REQUEST 1: Format the records as a JSON list of strings, one string per line and with blank lines omitted, starting at the beginning of the records and ending after the line containing "positive clicks: (975, 474)". Leave the pictures out.

PAGE EXTRACT:
Chapter 8: Demographics
- This question of where and in what context you meet women is what I call
demographics, and it is by-and-large ignored by pretty much all dating advice out there
today. This absolutely boggles my mind since social interactions are always contextual
and therefore picking up women is always contextual.
- The fact is that some books tell a 40-year-old divorced banker meeting women at an art
gallery the same thing that they tell a 19- year-old college kid sneaking into house
parties. This is stupid. These two guys have completely different priorities, life
experiences, personalities, interests, and the women they’re going to meet in those two
locations are going to be different in age, education, values, emotional development,
appearance and interests. That some books would give these men the exact same lines
or strategies to use just goes to show how completely out of tune a lot of men’s dating
advice and pick up theory is today
- The theory of demographics is simple and easy to remember: like attracts like. If you’re
a successful professional who likes fine wine, studied abroad and dresses well, chances
are the type of women you’re going to naturally meet and attract in your everyday life
are going to be similarly-educated, similar-looking women with similar interests and
similar success.
- A demographic mismatch can be seen in terms of friction. If she loves to ski and ride
horses, and you hate the outdoors and traveling, then that’s going to cause friction --
perhaps not immediately, but at some point.
- If she values having fun, expressing her emotions openly and what her friends think of
her, and you value serious conversation, intellectual pursuits and don’t care much for
social gatherings, there’s going to be a large amount of friction from the get-go. This is
unavoidable. Pick up lines won’t change it. Being good-looking won’t change it. Being
rich won’t change it. If you hate what she loves and she hates what you love, it’s not
going to go anywhere. Period. The examples are endless. But this explains why sometimes you meet women you just “click” with, and more often than not, you meet these women in situations that you’re having fun and doing what you love.

PROVIDED DATA:

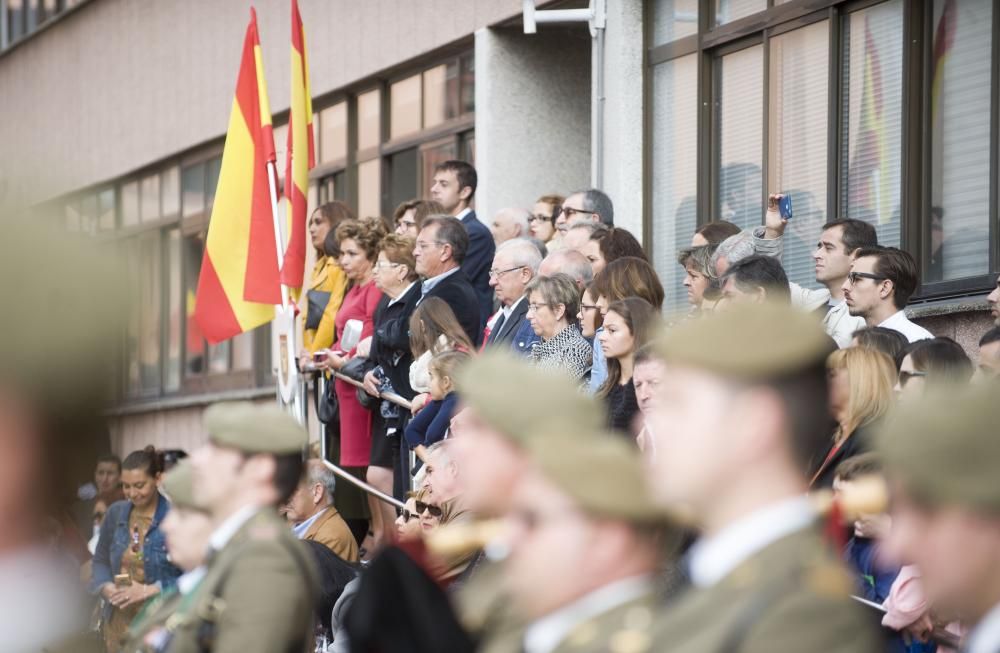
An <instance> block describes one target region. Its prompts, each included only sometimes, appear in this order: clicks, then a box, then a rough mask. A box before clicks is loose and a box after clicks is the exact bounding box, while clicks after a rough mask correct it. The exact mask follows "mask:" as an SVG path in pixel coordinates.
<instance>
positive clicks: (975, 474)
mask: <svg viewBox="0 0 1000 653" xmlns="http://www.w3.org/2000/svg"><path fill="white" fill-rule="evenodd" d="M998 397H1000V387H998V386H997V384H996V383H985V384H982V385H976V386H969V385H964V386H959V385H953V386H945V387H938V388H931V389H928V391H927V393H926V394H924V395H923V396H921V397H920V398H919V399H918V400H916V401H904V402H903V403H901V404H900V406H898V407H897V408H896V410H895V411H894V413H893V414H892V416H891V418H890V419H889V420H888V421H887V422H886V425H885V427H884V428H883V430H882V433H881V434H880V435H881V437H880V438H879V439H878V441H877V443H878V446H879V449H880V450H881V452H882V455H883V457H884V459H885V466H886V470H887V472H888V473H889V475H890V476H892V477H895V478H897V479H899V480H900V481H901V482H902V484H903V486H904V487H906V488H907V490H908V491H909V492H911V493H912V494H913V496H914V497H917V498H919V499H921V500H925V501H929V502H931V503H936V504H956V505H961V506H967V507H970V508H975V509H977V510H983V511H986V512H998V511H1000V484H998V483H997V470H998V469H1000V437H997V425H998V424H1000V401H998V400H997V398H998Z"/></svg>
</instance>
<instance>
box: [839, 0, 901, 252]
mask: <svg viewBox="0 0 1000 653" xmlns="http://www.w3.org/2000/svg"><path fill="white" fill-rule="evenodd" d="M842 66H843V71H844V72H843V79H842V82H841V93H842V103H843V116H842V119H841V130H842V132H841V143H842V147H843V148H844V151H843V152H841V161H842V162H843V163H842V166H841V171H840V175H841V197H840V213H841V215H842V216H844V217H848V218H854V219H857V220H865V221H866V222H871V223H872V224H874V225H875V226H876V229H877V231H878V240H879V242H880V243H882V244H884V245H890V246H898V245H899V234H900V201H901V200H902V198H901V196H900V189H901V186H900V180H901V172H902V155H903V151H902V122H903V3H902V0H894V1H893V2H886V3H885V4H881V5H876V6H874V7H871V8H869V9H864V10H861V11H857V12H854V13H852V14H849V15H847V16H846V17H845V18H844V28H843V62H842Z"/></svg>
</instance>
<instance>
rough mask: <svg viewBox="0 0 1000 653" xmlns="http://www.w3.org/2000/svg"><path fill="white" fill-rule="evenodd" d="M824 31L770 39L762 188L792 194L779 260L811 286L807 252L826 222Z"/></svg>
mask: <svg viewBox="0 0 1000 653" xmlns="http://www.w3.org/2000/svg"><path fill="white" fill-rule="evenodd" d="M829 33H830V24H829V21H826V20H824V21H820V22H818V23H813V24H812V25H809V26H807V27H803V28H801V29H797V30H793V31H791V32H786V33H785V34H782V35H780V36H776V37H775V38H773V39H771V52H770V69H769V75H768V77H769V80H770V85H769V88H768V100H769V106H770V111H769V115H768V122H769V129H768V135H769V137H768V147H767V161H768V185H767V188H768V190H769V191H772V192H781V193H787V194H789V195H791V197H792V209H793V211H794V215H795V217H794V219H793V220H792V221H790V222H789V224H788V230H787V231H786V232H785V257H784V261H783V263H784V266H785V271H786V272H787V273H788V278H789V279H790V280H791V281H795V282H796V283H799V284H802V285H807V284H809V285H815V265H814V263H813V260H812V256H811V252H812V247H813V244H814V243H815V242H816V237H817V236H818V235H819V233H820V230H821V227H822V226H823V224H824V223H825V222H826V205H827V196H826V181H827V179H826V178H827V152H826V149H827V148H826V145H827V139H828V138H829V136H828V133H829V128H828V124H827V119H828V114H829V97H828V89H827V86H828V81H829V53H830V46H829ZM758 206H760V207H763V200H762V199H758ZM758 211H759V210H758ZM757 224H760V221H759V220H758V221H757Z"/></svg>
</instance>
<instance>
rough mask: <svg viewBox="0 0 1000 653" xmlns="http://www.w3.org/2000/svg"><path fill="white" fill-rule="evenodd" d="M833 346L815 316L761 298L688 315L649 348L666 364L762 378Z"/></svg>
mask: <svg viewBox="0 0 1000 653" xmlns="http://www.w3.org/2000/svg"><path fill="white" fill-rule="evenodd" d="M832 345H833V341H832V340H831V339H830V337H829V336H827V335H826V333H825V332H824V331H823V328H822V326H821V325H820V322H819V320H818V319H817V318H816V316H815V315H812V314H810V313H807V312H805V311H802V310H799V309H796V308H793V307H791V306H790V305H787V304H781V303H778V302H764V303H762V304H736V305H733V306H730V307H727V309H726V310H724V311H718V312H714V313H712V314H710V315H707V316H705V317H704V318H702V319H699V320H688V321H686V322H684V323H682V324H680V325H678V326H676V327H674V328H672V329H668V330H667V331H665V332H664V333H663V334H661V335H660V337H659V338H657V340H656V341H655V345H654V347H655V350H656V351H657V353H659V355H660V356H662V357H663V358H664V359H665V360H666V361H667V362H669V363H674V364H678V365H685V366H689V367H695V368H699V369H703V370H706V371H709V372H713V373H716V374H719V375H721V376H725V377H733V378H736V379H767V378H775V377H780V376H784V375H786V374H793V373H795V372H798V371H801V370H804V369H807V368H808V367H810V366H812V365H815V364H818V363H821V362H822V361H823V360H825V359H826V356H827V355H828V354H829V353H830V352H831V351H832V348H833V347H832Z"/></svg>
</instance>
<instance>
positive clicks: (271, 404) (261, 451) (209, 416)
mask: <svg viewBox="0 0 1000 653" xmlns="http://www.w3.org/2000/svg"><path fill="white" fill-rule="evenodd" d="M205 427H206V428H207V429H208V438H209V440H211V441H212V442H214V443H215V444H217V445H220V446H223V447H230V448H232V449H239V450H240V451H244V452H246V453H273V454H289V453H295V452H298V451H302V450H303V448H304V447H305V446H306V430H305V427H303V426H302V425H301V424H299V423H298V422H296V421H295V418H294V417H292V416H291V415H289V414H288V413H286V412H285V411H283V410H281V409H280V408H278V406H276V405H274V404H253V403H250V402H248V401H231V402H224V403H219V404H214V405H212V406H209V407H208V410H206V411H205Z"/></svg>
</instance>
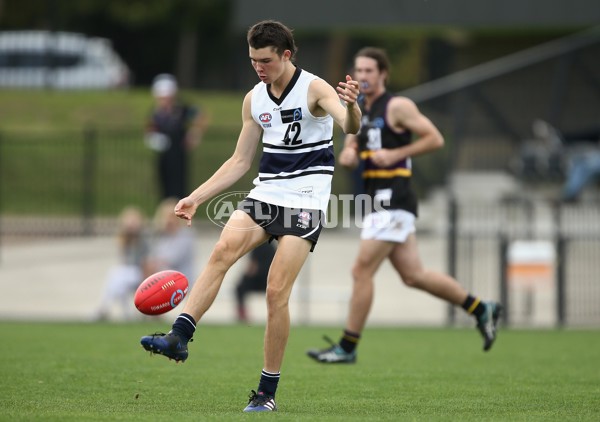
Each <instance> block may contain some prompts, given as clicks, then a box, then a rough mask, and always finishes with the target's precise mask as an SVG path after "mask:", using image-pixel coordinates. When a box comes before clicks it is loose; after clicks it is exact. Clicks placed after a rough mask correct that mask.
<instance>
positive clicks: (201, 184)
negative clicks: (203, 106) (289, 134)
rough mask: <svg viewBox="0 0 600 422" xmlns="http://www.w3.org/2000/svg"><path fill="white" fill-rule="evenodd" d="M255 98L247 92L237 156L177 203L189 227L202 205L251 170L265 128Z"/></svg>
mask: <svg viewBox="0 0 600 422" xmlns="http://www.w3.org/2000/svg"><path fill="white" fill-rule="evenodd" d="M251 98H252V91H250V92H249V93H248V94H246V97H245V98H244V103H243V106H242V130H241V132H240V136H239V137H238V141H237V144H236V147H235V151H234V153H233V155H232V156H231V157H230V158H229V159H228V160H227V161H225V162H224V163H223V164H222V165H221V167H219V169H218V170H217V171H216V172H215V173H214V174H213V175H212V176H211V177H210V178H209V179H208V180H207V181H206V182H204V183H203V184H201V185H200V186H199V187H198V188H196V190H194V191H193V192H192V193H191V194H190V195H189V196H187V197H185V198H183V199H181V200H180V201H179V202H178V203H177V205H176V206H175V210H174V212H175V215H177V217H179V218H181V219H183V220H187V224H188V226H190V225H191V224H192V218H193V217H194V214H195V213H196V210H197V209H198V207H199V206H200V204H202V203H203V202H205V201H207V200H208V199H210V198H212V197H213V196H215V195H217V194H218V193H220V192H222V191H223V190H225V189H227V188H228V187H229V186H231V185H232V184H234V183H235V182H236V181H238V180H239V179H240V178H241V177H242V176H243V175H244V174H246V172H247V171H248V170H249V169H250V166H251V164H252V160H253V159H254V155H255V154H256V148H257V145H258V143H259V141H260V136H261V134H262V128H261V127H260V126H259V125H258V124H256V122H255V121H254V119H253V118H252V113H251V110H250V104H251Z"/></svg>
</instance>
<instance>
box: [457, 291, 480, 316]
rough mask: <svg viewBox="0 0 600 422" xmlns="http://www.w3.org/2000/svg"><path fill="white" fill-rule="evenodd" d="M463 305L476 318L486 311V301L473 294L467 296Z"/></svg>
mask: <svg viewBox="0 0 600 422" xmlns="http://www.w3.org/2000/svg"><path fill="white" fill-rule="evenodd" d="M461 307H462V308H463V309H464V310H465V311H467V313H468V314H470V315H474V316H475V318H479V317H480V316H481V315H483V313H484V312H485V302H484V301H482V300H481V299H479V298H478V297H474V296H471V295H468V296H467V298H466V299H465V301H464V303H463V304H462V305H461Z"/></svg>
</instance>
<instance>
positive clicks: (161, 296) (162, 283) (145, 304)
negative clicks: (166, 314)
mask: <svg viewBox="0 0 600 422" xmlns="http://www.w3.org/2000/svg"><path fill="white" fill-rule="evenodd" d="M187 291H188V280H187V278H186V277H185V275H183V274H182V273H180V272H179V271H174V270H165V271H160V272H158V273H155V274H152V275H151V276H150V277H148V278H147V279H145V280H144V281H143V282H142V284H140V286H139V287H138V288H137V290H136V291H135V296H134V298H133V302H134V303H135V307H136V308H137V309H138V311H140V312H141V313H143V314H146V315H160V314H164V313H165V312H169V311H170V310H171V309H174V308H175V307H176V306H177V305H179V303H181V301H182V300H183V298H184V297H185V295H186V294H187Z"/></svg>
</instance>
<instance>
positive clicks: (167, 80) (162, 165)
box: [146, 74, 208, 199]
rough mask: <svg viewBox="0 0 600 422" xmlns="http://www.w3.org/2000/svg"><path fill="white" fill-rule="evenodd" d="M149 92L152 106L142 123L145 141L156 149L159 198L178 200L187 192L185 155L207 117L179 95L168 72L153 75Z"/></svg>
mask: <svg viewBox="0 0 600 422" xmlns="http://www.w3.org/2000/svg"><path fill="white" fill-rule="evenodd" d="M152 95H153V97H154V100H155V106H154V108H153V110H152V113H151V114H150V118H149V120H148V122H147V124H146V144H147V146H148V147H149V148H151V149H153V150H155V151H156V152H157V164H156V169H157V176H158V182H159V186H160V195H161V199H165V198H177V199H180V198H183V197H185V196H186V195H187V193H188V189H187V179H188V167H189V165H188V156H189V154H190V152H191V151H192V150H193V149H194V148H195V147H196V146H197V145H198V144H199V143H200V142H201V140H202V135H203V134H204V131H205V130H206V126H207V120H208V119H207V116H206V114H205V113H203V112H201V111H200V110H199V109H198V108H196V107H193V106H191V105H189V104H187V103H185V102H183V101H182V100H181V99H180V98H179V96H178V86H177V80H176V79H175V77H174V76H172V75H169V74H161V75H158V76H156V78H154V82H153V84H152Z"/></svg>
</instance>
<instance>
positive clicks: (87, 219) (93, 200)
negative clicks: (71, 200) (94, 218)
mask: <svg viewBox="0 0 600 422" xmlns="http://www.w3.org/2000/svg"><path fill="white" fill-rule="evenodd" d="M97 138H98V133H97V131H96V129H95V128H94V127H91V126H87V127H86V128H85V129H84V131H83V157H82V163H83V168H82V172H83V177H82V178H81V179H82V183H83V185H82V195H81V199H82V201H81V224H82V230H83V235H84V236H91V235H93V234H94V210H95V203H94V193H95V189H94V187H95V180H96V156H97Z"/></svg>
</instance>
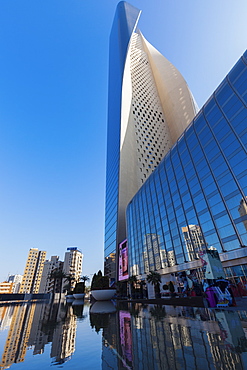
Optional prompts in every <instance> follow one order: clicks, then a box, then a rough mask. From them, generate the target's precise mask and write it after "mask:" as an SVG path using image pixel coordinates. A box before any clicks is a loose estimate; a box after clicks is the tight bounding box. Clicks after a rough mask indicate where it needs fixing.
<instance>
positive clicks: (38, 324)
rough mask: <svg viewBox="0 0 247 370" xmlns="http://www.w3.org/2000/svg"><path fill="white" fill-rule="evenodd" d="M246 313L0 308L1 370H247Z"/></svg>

REQUEST 2: Copy the demographics chapter word for word, starting at "Chapter 8: Demographics" and ending after "is always contextual.".

TASK RESULT 1:
[
  "An <instance> block describes one target region. Its prompts, each included only sometimes, appear in this order: clicks, then a box, then a rough mask. A box before clicks is loose and a box after clicks is the exact bounding box, while clicks after a rough mask correct it. The exact mask follows \"mask:\" as an SVG path in pixel coordinates.",
  "<instance>",
  "positive clicks: (975, 474)"
]

TASK RESULT 2:
Chapter 8: Demographics
- This question of where and in what context you meet women is what I call
demographics, and it is by-and-large ignored by pretty much all dating advice out there
today. This absolutely boggles my mind since social interactions are always contextual
and therefore picking up women is always contextual.